Aggregate

Aggregate #

The following measures for Aggregate objects are implemented:

Global similarity measures are defined by applying an aggregation function \(\Phi\) to the local similarity values. Such aggregation functions are defined by determining

  • a basic aggregation function and
  • a weight model that determines weights \(\overline{\omega}=(\omega_1,\ldots,\omega_n)\) such that \(0 \leq \omega_i \leq 1\) and \(\sum_{i=1...n} \omega_i = 1\) .

To guarantee that \(\sum_{i=1...n} \omega_i = 1\) all weights will be normalized automatically during runtime.

Global parameters of all aggregate similarity measures #

Parameter Type/Range Default Value Description
defaultWeight Weight (Double, [0,1]) 1.0 The default weight for attributes that is used if no specific weight is defined.
ignoreNullAttributesInQuery Flag (Boolean) true The parameter specifies whether missing/unspecified attributes (null attributes) in aggregate objects contained in a query should be ignored. If set to false, these null attributes are not ignored and thus have to be also null in the corresponding case objects to be evaluated with a similarity of 1.0. This is particularly useful for finding semantically equal objects.

Average #

The weighted average is the most typically used aggregation function. Each attribute contributes to the similarity (and thereby to the utility) in a way that is proportional to its weight.

Similarity: \(\Phi(s_1,\ldots,s_n)=\sum_{i=1}^n \omega_i \cdot s_i\)

For example, an Aggregate Average measure can look like:

<AggregateAverage name="AggregateAverageEmployee" class="Employee" defaultWeight="0.5">
   <AggWeight att="room" weight="0.3"/>
</AggregateAverage>

This measure would refer to the aggregate class Employee, which contains two attributes: name (String) and room (Integer). There is no given weight for name, so it uses the default weight of 0.5, while the weight for room is set as 0.3.

To create this measure during runtime, the following code would be used:

SMAggregateAverageImpl aggregateAverageEmployee = (SMAggregateAverageImpl) simVal.getSimilarityModel().createSimilarityMeasure(SMAggregateAverage.NAME, ModelFactory.getDefaultModel().getAggregateSystemClass());
aggregateAverageEmployee.setDataClass(ModelFactory.getDefaultModel().getClass("Employees"));
aggregateAverageEmployee.setDefaultWeight(0.5);
aggregateAverageEmployee.setWeight("room", 0.3);
simVal.getSimilarityModel().addSimilarityMeasure(aggregateAverageEmployee, "AggregateAverageEmployee");

For example, there are two aggregate objects of the class Employee. The first one has the values name=“TestEmployee” and room=123. The second one has the values name=“TestEmployee” and room=321. The normalized weights are 0.625 for name ( \(\frac{0.5}{0.5+0.3}\) ) and 0.375 for room ( \(\frac{0.3}{0.5+0.3}\) ).

EXERCISE REQUIREMENTS | Pick up the aggregate similarity measures text right after its last sentence and keep going. The data that follows comes from a separate source.

INFORMATION PROVIDED |
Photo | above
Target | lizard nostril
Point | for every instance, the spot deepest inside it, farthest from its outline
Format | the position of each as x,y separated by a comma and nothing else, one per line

TASK OUTPUT |
Using simple measures for the attributes, the similarity between the names is 1.0 and between the rooms 0.0. For the total similarity, the weighted average of both similarities is used. So, the similarity is \(0.625 * 1.0 + 0.375 * 0.0 = 0.625\) .

Please note the following when specifying weights: All attributes having an equal weight of e.g. 1 are equally weighted in the similarity computation. To increase the importance of one attribute please choose a value greater than 1 and to decrease the importance choose values smaller than 1. Weights will be automatically normalized (i.e., the sum equals 1.0) during similarity computation. However, they also normalized weights can be set manually. Please note that SMAggregateAverage aggregates only attributes that are contained in a query aggregate object. Consequently, the original ratio of weights might be changed during normalization if attributes are missing.

Maximum #

When using the maximum aggregation, the overall similarity is determined by the maximum local similarity. If one attribute indicates a high utility, the utility for the whole case is high.

Similarity: \(\Phi(s_1,\ldots,s_n)=\max_{i=1}^n \omega_i \cdot s_i\)

For example, an Aggregate Maximum measure can look like:

<AggregateMaximum name="AggregateMaximumEmployees" class="Employee" defaultWeight="0.5">
   <AggWeight att="room" weight="0.3"/>
</AggregateMaximum>

This measure would refer to the aggregate class Employee, which contains two attributes: name (String) and room (Integer). There is no given weight for name, so it uses the default weight of 0.5, while the weight for room is set as 0.3.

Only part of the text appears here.